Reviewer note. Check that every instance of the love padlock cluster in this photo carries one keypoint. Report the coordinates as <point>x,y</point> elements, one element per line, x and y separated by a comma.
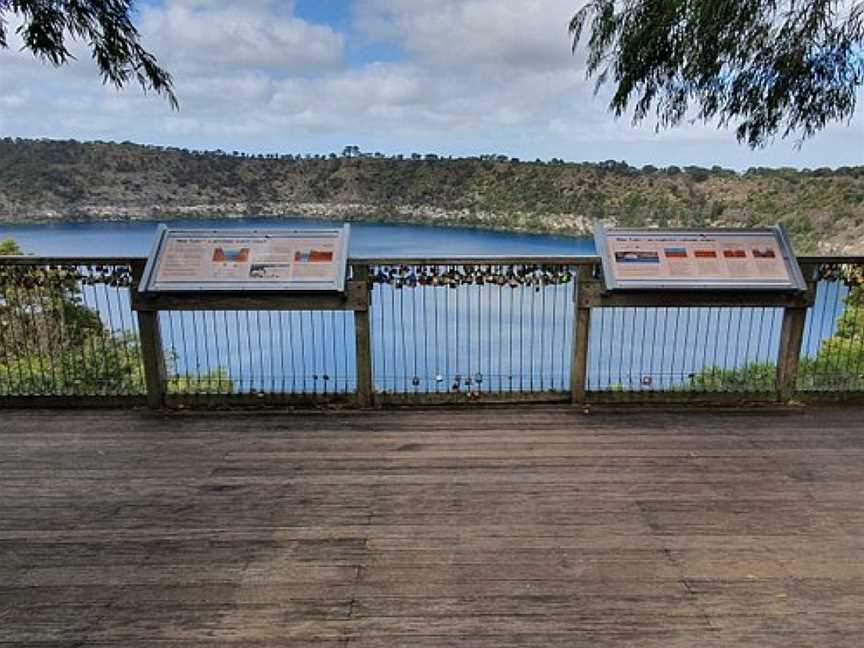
<point>514,275</point>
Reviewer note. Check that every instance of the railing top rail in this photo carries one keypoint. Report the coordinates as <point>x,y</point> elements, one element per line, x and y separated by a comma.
<point>588,259</point>
<point>70,260</point>
<point>831,259</point>
<point>585,259</point>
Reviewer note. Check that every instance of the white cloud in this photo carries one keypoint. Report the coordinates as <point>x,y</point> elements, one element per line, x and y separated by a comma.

| The task |
Copy the items from the line with "Reviewer note. Check that every instance of the railing" through the end of the items, replacing "top rail" with "handrail" and keeping everything else unchanged.

| Problem solution |
Reviewer note. Check that every instance of the railing handrail in this photo carries one keypoint. Report the coordinates as <point>x,y</point> elements, one element per line, x and y separated by a comma.
<point>588,259</point>
<point>70,260</point>
<point>831,259</point>
<point>585,259</point>
Reviewer note. Check that every instance of the white cloud in this photo carries one keypoint. Report the coordinates as <point>x,y</point> elements, one element per line, x and y separated by a comma.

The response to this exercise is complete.